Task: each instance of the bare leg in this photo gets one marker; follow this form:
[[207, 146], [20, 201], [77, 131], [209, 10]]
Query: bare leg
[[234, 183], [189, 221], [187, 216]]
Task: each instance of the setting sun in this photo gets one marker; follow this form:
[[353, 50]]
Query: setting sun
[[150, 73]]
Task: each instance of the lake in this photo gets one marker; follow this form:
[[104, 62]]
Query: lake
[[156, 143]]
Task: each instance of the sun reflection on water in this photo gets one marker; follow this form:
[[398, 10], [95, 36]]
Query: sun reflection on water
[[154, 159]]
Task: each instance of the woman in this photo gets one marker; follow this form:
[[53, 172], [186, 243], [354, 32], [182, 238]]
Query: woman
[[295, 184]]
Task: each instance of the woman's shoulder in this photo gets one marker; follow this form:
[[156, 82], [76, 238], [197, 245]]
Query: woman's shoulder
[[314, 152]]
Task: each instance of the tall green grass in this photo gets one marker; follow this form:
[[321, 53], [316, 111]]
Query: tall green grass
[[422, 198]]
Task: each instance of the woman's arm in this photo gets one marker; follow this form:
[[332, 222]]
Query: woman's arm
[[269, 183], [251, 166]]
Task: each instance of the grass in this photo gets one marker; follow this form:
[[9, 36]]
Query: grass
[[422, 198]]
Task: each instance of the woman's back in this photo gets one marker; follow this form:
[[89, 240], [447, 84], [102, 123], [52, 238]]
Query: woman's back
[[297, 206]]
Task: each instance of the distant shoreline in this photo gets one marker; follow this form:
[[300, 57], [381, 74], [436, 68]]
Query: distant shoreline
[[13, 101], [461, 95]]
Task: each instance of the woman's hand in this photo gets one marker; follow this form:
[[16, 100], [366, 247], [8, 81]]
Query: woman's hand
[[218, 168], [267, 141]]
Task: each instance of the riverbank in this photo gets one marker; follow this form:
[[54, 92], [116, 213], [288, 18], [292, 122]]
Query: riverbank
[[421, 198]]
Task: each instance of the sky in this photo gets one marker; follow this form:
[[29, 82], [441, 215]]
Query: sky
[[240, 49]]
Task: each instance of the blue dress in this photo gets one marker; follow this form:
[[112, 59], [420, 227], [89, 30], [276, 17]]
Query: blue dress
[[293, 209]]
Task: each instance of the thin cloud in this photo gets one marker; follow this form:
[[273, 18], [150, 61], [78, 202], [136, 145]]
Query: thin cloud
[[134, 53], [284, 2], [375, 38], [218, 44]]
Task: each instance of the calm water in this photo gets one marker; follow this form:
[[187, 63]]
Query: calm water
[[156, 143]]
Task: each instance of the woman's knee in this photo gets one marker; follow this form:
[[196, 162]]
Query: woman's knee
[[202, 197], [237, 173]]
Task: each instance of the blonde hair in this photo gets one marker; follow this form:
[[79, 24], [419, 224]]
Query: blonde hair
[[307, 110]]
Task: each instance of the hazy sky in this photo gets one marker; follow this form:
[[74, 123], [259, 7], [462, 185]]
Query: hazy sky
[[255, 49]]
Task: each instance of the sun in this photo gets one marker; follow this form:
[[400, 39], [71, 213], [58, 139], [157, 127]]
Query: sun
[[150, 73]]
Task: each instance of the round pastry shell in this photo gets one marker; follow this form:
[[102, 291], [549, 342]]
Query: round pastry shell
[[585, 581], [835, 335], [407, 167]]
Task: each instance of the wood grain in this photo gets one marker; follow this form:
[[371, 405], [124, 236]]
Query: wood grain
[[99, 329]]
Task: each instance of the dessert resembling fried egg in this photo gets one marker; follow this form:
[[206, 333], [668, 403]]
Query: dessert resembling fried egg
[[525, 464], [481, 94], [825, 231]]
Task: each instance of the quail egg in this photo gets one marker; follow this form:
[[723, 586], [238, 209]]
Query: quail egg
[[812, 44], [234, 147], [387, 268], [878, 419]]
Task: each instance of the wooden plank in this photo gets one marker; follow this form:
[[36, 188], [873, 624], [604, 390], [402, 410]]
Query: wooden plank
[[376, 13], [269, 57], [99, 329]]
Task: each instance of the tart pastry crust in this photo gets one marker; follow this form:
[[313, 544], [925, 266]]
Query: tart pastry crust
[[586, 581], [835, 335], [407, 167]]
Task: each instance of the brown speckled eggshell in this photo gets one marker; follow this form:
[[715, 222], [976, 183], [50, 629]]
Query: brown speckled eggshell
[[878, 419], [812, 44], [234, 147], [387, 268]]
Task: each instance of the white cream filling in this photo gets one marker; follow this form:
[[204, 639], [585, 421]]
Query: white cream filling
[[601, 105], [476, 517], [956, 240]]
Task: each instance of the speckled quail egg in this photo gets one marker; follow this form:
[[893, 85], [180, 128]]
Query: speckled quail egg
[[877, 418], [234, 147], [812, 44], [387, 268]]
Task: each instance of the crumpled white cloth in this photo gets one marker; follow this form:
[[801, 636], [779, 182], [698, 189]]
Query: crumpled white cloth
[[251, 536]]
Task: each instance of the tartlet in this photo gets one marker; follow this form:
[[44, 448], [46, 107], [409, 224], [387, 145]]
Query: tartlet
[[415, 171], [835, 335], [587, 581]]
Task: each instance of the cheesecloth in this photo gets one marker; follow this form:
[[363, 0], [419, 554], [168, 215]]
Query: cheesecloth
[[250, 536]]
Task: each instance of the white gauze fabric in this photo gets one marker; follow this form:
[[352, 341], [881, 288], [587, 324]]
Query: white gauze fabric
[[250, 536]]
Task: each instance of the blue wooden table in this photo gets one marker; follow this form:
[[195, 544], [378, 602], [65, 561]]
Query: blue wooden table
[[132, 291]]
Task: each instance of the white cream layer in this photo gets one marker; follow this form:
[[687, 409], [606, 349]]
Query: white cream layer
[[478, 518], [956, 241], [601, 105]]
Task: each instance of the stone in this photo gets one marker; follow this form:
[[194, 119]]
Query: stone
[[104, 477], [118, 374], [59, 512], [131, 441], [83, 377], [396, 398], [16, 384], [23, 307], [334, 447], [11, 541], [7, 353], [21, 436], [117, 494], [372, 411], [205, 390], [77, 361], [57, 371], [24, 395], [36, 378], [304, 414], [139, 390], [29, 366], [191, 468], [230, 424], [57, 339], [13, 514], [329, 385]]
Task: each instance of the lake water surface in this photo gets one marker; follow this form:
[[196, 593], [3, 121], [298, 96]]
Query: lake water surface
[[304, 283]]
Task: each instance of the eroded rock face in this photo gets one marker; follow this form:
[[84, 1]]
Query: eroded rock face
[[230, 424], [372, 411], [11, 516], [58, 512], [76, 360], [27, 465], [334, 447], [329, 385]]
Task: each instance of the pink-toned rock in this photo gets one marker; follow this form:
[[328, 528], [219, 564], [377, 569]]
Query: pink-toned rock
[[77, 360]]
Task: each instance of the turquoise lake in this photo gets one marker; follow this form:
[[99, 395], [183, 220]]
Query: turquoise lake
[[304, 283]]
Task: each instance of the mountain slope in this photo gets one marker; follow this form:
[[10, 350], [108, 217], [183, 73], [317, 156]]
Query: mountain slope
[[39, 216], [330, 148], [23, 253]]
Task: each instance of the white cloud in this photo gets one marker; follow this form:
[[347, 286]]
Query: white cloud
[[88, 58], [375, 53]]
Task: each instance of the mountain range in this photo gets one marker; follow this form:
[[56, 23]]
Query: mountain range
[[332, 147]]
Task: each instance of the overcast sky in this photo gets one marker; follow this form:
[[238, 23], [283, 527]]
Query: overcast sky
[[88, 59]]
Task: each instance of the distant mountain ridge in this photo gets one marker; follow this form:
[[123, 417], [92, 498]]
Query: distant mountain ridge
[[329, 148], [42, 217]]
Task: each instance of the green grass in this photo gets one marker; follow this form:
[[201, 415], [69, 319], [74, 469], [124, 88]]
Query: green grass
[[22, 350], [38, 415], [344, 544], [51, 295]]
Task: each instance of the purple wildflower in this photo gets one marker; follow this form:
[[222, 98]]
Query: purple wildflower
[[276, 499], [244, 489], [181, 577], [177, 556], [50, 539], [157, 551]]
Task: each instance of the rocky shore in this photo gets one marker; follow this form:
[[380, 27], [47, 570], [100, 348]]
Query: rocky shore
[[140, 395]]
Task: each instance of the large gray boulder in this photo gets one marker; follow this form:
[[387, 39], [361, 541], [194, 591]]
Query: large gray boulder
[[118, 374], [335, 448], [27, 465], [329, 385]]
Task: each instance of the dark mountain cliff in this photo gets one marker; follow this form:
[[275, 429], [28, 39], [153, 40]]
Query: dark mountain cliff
========
THE PROBLEM – Revise the listing starting at the line that contains "Task: each instance of the purple" and ending at the end of the listing, replacing "large gray boulder" with "large gray rock" and leaving everything else unchanged. Give back only those lines.

TASK ANSWER –
Task: each instance of the purple wildflower in this photo gets one marker; follow this form:
[[222, 98]]
Query: purple wildflower
[[276, 499], [244, 489], [181, 577], [177, 556], [50, 539], [157, 551]]
Task: each instance of the rocky shore in this photo gets one marker; follow this form:
[[380, 27], [47, 570], [100, 348]]
Query: rocky shore
[[140, 395]]
Task: each instance of the large gray rock in this photo gets one marker; follow this form:
[[387, 39], [361, 541], [194, 591]]
Query: large gray rock
[[118, 374], [335, 448], [27, 465], [329, 385]]
Task: each instance of the dark mountain cliff in this photo gets one marker; follow this form:
[[275, 429], [28, 39], [153, 40]]
Query: dark mountain cliff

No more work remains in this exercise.